_EXERCISE_: Copy out all the entries word for word.

_THE RECORDS_:
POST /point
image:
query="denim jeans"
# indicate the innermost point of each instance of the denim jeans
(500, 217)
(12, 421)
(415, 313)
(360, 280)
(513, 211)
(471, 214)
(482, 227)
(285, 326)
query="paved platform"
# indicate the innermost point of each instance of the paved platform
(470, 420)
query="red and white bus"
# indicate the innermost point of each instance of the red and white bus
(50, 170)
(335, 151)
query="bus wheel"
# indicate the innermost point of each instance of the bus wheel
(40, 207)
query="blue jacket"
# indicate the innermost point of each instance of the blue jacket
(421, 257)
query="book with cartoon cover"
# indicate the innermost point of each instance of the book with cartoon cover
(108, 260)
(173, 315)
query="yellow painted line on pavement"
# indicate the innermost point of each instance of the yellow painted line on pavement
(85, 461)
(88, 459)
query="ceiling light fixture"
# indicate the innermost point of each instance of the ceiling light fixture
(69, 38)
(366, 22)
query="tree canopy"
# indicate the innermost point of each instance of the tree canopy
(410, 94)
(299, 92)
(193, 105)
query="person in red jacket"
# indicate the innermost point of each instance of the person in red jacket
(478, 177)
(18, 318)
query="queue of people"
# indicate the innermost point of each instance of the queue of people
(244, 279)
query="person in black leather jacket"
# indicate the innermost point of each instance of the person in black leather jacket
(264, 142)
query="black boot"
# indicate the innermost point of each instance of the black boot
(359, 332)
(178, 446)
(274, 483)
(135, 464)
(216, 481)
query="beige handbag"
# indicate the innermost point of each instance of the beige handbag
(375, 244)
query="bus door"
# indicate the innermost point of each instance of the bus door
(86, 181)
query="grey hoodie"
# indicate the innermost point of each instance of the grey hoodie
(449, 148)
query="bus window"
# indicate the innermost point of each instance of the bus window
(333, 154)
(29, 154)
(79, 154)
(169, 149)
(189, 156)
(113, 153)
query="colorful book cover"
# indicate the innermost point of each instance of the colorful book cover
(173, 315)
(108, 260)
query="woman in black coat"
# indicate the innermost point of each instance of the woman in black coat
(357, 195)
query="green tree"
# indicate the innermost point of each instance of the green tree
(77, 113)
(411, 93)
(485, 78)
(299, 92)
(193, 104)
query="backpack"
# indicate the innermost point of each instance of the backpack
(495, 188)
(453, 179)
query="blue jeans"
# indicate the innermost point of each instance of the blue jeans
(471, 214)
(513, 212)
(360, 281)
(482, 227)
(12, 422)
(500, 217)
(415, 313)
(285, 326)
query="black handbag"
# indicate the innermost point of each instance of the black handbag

_ANSWER TO THIS TASK_:
POST /point
image:
query="denim jeans"
# indicate the innermost point of each instance of the denim jeans
(500, 217)
(12, 421)
(415, 313)
(360, 280)
(513, 211)
(471, 214)
(482, 227)
(285, 326)
query="paved platform"
# indicate the innermost point of each instance of the paved platform
(470, 420)
query="red and white bus"
# indicate the innermost point of each instance of the red and white bus
(50, 170)
(335, 151)
query="bus wheel"
# indicate the innermost point of each instance of the bus wheel
(40, 207)
query="blue jacket"
# indicate the innermost point of each instance of the blue jacket
(421, 257)
query="book with cartoon cover"
# indicate the innermost point of each instance of the book with cartoon cover
(108, 260)
(173, 315)
query="yellow painted line on pavement"
# indicate the innermost point of each instance of the yellow painted line on pavement
(85, 461)
(88, 459)
query="ceiling light fixture"
# indicate the innermost point of each instance of the ceiling light fixture
(69, 38)
(366, 22)
query="tree canopy"
# indicate the innermost point of each instance of the tree canopy
(410, 94)
(299, 92)
(193, 105)
query="person in red jacket"
# indicate the innermost point of each instance of the person in red jacket
(478, 177)
(18, 318)
query="queue of people"
# indicate the innermost point of each instance of the queue of people
(244, 279)
query="person in black leather jacket"
# indicate the innermost point of each instance of the person in black leather jacket
(264, 142)
query="black boot"
# indicate the innermost point of each instance of the black boot
(359, 332)
(178, 446)
(274, 483)
(135, 464)
(216, 481)
query="beige handbag"
# indicate the innermost point of each instance of the beige handbag
(375, 244)
query="bus door"
# indicate the innermost point of each instance of the bus door
(86, 181)
query="grey hoodie"
# indicate the innermost point of each instance of the grey hoodie
(449, 148)
query="bus window"
# indicate the innermost point of each instance of the bus window
(333, 154)
(29, 154)
(79, 154)
(169, 149)
(189, 156)
(113, 153)
query="colorful book cover"
# indicate the innermost point of each instance of the colorful book cover
(173, 315)
(108, 260)
query="woman in black coat"
# indicate the innermost point of each instance of the woman in black coat
(357, 195)
query="green tree"
# indicate the innermost point of each instance of the green tree
(77, 113)
(411, 93)
(485, 78)
(299, 92)
(193, 104)
query="backpack"
# indicate the innermost point of each instance of the backpack
(495, 188)
(453, 179)
query="blue jeans"
# indicate the innermost point of each instance of the blue jeans
(471, 214)
(513, 212)
(360, 281)
(482, 227)
(12, 422)
(500, 217)
(415, 313)
(285, 326)
query="black handbag"
# indicate the innermost point of each instance of the black handbag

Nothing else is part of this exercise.